(Exercise description): Reproduce every line of the records below word for word, leaving out the pictures.

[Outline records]
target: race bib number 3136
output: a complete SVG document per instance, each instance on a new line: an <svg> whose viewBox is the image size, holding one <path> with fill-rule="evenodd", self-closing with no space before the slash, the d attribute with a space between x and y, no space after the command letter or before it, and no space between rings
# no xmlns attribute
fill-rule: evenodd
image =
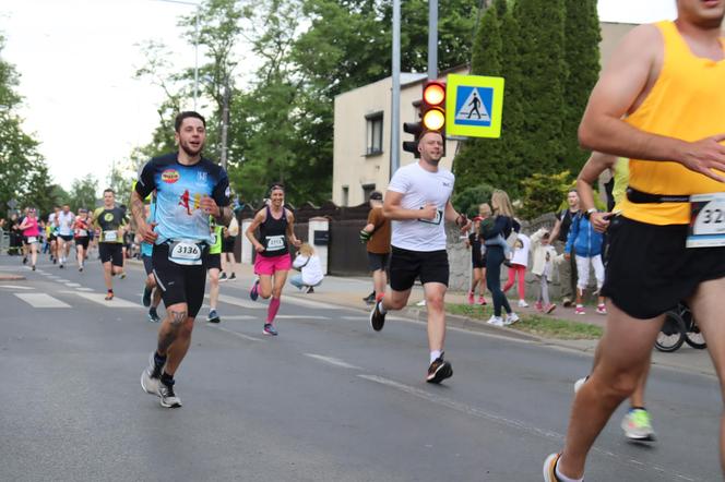
<svg viewBox="0 0 725 482"><path fill-rule="evenodd" d="M690 196L687 248L725 246L725 193Z"/></svg>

(Response to the task):
target: race bib number 3136
output: a complete SVG document per instance, each instance on a new line: an <svg> whose viewBox is the image size, holding one <path> with fill-rule="evenodd", self-closing with no space before the slash, the d attribute with a space between x and y, no space after the command letter or before it, and no space between rings
# no xmlns attribute
fill-rule: evenodd
image =
<svg viewBox="0 0 725 482"><path fill-rule="evenodd" d="M690 196L687 248L725 246L725 193Z"/></svg>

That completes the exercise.